TASK DIRECTIONS: Transcribe precisely those lines of the listing that fall between the line containing "[point] every instance of the man (one" and the last line, inclusive of both.

Records of labeled points
____

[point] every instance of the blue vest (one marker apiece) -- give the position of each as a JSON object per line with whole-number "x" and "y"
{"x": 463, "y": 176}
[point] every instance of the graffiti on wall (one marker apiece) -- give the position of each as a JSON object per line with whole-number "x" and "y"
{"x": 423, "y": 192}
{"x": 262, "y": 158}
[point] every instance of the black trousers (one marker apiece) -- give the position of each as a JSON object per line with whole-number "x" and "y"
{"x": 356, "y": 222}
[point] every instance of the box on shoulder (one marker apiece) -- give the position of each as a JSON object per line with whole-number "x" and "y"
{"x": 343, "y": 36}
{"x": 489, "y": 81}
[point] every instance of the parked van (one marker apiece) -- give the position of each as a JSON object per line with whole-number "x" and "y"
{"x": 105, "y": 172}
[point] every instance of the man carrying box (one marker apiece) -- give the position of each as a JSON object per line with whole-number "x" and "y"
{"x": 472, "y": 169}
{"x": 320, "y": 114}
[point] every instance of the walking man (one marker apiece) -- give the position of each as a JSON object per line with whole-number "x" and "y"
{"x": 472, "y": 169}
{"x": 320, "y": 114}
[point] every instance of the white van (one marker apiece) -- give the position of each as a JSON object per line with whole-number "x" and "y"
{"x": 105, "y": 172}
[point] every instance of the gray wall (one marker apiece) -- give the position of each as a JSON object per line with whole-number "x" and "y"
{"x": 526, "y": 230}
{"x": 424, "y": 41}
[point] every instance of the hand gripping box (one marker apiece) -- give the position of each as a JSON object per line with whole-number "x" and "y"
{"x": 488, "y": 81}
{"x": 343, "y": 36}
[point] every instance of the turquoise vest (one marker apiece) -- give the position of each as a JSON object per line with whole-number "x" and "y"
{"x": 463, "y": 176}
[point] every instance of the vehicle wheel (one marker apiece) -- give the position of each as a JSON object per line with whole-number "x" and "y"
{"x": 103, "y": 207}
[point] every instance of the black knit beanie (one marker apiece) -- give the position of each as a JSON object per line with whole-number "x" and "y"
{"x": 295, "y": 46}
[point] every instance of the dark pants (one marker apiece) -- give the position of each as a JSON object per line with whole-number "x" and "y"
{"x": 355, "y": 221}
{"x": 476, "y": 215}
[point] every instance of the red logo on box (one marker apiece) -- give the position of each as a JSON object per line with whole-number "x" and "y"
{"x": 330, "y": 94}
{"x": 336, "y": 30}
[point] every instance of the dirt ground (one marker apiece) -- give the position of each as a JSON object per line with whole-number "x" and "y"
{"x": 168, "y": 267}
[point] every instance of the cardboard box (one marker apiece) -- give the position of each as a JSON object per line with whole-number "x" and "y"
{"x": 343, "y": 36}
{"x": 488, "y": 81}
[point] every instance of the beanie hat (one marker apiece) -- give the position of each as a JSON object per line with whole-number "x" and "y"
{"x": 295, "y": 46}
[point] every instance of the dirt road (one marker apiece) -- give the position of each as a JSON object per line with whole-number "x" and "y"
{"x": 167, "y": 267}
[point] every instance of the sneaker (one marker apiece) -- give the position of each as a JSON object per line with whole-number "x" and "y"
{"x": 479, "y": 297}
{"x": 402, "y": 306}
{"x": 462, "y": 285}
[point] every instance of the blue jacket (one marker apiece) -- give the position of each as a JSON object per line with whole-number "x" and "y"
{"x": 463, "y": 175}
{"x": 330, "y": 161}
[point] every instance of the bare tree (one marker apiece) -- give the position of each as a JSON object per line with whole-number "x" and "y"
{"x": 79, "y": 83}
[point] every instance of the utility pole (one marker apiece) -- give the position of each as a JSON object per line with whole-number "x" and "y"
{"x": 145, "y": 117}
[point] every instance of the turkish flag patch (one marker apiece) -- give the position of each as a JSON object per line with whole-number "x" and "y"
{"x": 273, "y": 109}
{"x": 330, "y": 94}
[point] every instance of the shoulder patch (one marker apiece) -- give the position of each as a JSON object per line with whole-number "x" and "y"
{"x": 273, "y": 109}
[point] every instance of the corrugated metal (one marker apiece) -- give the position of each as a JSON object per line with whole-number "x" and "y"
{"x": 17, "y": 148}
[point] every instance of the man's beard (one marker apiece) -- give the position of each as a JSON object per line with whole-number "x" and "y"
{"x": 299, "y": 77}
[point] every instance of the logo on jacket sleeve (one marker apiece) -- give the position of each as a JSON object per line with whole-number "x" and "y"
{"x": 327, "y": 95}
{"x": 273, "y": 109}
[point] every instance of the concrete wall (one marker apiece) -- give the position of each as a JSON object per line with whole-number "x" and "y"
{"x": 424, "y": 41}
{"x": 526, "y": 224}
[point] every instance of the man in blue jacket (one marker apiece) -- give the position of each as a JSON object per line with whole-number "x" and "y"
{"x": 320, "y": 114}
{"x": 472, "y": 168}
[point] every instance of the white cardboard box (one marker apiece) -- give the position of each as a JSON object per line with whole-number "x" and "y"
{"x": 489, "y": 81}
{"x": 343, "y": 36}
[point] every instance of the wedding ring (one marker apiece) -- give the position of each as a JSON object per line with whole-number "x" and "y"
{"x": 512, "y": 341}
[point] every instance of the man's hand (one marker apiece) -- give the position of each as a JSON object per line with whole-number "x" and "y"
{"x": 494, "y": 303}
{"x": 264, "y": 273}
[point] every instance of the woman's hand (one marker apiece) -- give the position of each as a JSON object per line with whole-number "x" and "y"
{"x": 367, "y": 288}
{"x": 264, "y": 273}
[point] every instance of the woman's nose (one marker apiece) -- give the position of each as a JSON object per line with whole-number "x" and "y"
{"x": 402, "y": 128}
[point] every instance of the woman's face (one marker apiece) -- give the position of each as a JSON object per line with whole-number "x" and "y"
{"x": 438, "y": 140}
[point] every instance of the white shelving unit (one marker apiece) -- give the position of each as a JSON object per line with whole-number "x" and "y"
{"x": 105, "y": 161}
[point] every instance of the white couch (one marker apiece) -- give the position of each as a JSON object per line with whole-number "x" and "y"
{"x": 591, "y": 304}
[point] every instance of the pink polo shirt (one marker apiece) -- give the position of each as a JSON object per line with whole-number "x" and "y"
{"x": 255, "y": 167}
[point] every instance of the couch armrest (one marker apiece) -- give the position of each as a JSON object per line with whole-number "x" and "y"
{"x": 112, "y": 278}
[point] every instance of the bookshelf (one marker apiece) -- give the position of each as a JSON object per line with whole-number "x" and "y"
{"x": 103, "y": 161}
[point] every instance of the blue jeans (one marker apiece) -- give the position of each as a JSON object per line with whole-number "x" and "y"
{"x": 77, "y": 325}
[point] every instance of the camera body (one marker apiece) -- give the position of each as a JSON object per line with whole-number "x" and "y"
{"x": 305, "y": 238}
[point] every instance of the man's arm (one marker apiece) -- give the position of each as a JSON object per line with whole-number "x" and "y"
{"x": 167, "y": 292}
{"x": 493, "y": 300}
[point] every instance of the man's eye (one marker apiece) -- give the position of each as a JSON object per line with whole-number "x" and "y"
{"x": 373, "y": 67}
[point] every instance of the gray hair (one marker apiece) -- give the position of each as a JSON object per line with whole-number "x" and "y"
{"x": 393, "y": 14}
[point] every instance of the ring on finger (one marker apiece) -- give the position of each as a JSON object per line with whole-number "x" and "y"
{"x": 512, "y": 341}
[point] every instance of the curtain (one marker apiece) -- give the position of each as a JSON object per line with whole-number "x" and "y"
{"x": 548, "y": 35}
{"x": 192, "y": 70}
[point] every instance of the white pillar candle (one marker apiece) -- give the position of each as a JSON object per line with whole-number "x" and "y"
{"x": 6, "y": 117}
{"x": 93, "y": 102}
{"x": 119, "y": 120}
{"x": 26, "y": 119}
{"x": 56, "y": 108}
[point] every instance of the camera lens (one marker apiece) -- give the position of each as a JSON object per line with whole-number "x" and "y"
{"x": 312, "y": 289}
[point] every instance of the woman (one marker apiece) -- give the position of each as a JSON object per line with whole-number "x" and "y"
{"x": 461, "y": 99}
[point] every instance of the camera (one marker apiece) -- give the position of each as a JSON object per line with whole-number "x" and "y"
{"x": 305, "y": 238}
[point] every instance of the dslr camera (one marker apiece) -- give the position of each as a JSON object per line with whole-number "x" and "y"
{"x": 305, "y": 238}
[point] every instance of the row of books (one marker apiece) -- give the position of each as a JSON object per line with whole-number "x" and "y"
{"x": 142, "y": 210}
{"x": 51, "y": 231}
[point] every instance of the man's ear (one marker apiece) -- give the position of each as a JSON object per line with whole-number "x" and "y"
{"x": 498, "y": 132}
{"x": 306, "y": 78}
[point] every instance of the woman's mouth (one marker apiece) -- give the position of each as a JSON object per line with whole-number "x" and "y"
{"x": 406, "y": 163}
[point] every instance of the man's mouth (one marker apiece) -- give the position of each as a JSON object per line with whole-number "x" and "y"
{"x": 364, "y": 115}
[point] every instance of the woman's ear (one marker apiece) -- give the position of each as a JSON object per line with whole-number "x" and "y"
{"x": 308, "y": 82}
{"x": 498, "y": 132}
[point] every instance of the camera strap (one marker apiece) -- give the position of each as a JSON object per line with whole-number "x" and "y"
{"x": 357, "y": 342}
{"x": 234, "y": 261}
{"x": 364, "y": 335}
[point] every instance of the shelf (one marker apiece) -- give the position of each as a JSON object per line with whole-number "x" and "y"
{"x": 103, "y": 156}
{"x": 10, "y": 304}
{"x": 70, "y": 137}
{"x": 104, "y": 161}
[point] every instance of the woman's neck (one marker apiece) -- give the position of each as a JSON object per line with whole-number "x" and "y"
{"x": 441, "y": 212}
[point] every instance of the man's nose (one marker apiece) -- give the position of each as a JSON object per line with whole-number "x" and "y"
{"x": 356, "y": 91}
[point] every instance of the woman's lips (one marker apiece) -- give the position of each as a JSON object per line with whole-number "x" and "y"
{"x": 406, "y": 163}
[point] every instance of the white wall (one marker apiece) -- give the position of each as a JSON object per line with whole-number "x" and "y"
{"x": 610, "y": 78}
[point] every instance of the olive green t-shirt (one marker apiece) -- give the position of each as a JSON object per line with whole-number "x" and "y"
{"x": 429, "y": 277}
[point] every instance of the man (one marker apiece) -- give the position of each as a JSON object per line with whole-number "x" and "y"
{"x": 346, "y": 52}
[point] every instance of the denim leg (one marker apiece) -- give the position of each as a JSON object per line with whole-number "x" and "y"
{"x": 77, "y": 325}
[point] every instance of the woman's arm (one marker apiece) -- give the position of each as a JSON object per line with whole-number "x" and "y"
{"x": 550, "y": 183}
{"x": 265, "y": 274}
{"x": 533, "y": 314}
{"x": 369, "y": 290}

____

ANSWER TO THE TASK:
[point] every instance of the man (one marker apiece) -- give the position of each as a JSON object per line with whole-number "x" and "y"
{"x": 346, "y": 52}
[point] every instance of the denim leg (one marker apiece) -- give the position of each as a JSON object per line with whole-number "x" and "y"
{"x": 77, "y": 325}
[point] every instance of the woman's arm (one marker apiece) -- give the position of each as a JSON object per line with whole-number "x" and "y"
{"x": 550, "y": 183}
{"x": 265, "y": 274}
{"x": 533, "y": 314}
{"x": 369, "y": 290}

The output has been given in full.